▶ **Problem to work on**
Restate word for word the lines from the one containing "Kindly outline every instance of the speckled" through the end of the listing below, with both ends included.

☆ ☆ ☆ ☆ ☆ ☆ ☆

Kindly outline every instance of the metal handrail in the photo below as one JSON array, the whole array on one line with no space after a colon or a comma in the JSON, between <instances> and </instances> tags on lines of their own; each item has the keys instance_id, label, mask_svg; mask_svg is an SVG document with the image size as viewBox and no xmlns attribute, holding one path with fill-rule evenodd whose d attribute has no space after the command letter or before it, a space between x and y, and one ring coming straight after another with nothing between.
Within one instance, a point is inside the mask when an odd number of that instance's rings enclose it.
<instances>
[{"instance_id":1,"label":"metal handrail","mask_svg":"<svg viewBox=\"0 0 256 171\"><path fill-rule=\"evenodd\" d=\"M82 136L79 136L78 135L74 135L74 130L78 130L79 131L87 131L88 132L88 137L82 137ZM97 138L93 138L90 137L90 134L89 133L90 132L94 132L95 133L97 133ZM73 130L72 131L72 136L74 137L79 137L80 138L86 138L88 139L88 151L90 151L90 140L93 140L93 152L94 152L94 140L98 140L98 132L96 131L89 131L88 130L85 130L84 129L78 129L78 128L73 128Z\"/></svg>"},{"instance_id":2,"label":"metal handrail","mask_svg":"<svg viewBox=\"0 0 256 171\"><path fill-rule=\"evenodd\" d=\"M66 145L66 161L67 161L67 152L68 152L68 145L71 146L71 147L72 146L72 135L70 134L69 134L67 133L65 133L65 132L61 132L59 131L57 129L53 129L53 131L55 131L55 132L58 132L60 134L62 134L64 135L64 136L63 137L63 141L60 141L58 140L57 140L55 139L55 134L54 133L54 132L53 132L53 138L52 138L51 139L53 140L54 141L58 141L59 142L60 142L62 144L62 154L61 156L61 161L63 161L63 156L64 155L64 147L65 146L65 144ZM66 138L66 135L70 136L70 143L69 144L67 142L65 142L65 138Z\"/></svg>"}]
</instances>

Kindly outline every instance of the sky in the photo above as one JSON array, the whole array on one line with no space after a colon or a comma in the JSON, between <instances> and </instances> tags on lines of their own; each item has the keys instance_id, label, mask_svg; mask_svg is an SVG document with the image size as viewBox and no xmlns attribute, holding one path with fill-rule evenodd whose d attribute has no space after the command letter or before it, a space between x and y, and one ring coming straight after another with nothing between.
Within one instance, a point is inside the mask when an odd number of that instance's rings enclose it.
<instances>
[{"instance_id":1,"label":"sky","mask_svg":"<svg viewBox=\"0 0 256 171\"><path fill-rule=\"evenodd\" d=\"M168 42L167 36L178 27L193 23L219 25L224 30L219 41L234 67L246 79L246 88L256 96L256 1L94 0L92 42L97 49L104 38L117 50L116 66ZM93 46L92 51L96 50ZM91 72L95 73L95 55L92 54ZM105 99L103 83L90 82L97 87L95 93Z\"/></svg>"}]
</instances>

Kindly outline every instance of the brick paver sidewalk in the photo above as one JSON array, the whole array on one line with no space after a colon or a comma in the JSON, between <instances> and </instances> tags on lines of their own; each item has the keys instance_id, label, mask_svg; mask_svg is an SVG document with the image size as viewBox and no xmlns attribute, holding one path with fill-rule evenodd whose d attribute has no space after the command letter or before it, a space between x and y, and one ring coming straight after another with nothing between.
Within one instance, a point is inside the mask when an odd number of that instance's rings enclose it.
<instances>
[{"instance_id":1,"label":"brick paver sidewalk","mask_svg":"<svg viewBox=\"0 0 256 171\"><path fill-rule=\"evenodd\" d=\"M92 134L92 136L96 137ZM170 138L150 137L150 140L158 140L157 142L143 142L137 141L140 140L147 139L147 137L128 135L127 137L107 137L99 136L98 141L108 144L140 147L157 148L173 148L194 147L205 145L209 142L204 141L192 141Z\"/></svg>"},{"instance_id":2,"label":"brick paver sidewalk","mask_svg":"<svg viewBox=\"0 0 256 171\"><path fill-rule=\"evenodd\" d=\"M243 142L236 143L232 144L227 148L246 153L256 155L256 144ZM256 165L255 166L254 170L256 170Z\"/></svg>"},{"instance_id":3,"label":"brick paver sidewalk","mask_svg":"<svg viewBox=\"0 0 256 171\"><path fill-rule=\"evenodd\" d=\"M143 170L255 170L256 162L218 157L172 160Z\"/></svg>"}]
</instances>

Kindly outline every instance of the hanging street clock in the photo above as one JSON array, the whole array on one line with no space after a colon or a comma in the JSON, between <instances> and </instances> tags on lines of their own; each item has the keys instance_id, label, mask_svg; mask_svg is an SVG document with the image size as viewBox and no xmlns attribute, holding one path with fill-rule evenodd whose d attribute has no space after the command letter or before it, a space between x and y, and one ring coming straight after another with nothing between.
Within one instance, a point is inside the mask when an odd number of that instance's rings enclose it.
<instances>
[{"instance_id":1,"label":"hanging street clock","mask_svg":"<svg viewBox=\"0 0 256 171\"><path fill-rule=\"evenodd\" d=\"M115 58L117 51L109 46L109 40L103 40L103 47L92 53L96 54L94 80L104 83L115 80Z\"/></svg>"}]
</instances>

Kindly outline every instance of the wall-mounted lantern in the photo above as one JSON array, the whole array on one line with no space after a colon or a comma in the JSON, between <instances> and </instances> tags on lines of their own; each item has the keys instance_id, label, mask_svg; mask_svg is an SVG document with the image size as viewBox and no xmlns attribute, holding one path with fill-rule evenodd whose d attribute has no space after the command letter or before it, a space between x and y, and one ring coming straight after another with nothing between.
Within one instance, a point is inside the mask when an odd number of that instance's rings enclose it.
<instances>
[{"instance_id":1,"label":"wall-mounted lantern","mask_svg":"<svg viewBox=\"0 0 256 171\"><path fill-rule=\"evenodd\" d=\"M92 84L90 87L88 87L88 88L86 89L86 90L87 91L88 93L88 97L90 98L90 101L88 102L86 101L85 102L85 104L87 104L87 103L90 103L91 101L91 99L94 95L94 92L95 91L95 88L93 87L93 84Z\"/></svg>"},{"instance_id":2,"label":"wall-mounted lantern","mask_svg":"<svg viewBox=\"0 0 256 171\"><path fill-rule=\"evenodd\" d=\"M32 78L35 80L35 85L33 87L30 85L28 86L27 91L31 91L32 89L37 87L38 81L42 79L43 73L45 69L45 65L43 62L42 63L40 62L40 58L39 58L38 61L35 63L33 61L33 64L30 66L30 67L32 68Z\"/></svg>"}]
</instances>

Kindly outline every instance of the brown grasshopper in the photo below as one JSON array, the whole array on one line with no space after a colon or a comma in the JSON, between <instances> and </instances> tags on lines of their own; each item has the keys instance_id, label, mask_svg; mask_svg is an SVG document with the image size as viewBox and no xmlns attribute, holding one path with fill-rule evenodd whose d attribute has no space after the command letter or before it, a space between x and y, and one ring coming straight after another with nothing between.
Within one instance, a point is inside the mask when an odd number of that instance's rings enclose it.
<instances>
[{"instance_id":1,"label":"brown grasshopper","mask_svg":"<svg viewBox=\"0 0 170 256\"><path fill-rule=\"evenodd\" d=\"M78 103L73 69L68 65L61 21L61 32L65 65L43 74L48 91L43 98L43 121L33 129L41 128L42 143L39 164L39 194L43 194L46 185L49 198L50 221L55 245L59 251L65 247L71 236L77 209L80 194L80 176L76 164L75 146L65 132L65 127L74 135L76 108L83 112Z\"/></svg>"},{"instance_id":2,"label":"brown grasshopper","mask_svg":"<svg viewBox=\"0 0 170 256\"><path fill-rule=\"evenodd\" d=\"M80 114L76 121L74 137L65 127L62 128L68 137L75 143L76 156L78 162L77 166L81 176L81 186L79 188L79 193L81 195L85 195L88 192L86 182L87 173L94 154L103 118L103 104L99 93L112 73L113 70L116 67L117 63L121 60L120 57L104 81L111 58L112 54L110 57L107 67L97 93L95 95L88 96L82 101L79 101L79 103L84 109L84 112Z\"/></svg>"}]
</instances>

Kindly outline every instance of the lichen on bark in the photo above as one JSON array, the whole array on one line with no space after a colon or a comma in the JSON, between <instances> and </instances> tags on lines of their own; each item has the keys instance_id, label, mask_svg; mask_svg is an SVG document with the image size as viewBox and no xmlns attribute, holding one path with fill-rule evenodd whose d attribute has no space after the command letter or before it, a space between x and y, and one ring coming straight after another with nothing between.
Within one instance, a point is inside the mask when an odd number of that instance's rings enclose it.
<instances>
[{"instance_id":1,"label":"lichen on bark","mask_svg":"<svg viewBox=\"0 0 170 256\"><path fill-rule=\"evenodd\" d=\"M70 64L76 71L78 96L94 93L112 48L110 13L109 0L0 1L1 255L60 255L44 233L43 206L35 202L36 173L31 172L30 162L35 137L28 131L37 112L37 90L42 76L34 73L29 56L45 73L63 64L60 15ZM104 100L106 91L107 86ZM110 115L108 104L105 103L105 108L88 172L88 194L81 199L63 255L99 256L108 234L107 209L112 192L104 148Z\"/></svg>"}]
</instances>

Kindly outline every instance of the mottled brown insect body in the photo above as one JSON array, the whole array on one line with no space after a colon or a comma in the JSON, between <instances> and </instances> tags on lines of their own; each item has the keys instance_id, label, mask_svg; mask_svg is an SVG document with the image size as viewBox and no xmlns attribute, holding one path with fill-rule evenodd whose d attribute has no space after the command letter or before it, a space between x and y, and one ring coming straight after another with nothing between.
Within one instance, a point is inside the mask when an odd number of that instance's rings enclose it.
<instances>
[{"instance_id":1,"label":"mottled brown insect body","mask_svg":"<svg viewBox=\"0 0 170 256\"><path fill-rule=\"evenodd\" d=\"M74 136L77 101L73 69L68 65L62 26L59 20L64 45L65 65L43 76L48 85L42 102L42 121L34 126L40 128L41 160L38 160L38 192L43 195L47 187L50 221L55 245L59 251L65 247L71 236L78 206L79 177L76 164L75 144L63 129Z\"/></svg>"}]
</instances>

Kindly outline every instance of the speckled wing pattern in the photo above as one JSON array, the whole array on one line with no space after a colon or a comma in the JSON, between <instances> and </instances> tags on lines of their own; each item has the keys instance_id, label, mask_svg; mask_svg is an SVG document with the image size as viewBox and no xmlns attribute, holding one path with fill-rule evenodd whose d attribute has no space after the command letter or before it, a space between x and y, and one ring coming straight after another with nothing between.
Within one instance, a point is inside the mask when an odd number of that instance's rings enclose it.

☆ ☆ ☆ ☆ ☆ ☆ ☆

▶ **Exercise solution**
Kindly outline every instance of the speckled wing pattern in the photo above as one JSON array, the whole array on one line with no space after a colon or a comma in the JSON, between <instances> and </instances> tags on lines of their own; each item has the keys instance_id, label, mask_svg; mask_svg is an SVG document with the image size as viewBox and no xmlns attribute, holding one path with fill-rule evenodd whose d attribute has no space after the command letter or before it, a space between x and y, and one ring coming straight after another with nothing between.
Within one instance, a point is inside the mask when an odd number of that instance's rings enclose it.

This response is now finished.